AIM OF THE EXERCISE ::
Please answer from the fritters post below: according to it, what turns something into a fritter rather than a pancake?

GIVEN TEXT ::
+-------+

Wednesday, February 07, 2007

Tuesday Fritters.

Today, February 7th …

This day in 1665 was a Tuesday - Shrove Tuesday to be exact - and Samuel Pepys recorded his dinner in his diary:

“Up, and to my office, where busy all morning. At noon, at dinner, it being Shrove Tuesday, had some very good fritters.”

In the Christian calendar Shrove Tuesday is the last day before the beginning of Lent, when the faithful abstain from fleshly things for 40 days. It is the day to feast before saying “Farewell to Meat” (Carne Vale) and to use up the last of the eggs and milk and butter in a frenzy of fritter and pancake-making (hence “Pancake Tuesday”).

What is the difference between fritters and pancakes? Not much really. Both start with a batter of flour, milk, and eggs. A pancake is made by frying a small amount in a pan to form a thin cake (a pan cake – get it?), which becomes French if you call it a crêpe. This simple pancake is usually served with butter, or sugar or lemon or orange juice. It may, however, be filled by rolling it or folding it around something. If something is dipped in the raw batter and then fried, it becomes a fritter. Of course, not all fritters and pancakes abide strictly by this rule, but you get the general idea.

A religious excuse is not necessary to enjoy pancakes and fritters. They have been made and enjoyed since time immemorial in countries and cultures where the basic ingredients are found. They are easy to make and fun to eat - unless you have fallen victim to the campaigns of the world-wide Food Police who would have us banned from anything requiring

Here is selection from across the ages, just to prove their versatility.

For to make Fruturs.[Apple fritters with saffron and ginger]
Nym flowre and eyryn and grynd peper and safroun and mak therto a batour and par aplyn and kyt hem to brode penys and kest hem theryn and fry hem in the batour wyth fresch grees and serve it forthe.
[From: The Form of Cury, 1390.]

Samacays. [Curd cheese fritters]
Take vellyd cruddys or they be pressyd; do hem yn a cloth. Wryng out the whey. Do hem in a mortar; grynd hem well with paryd floure & temyr hem with eyryn & creme of cow mylke, & make thereof a rennyng bature. Than have white grece in a panne: loke hit be hote. Take up the bature with a saucer & let hit renne in the grece; draw thy hond backward that hit may renne abrode. Then fry hem ryte well & somdell hard reschelyng & serve hit forth in disches, & strew on white sygure.

+-------+

RECORD SET ::
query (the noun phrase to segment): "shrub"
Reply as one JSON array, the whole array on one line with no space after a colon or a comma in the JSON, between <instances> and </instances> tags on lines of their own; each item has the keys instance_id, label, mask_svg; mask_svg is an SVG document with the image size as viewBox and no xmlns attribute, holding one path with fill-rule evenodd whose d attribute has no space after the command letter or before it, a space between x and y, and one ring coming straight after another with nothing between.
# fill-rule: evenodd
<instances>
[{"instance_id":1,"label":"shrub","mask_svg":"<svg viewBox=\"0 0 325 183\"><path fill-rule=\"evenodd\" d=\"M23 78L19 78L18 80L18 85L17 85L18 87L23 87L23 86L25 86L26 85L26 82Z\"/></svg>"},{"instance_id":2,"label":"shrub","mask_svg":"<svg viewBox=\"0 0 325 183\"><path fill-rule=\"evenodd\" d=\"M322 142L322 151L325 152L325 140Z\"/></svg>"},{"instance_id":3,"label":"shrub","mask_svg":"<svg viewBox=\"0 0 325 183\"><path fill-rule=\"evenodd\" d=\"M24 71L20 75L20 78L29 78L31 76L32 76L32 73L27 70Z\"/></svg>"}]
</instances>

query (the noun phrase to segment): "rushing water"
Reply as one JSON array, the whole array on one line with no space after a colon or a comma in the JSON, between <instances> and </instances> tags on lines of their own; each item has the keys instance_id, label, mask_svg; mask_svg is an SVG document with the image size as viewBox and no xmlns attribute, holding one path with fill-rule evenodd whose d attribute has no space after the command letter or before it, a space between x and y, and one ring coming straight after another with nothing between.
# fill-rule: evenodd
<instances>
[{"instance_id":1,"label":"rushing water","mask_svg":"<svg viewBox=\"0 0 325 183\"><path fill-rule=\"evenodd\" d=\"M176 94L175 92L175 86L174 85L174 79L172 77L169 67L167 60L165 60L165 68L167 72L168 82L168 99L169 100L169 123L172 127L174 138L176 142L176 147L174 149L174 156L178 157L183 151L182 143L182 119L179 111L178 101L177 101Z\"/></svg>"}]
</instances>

+-------+

TASK ANSWER ::
It is dipped in the raw batter and then fried.